● ISTRUZIONI DA SEGUIRE
Sostituisci "wooden cabinet" con "metal cabinet" nelle righe di tutte le voci e riscrivile senza cambiare altro.

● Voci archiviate
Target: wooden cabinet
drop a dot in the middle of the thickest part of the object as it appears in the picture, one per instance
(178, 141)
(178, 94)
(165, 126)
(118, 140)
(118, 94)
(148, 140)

● SOLUZIONE DEL PROBLEMA
Target: metal cabinet
drop a dot in the middle of the thickest part of the object as it appears in the picture, one per instance
(178, 141)
(178, 94)
(165, 126)
(118, 140)
(118, 94)
(148, 140)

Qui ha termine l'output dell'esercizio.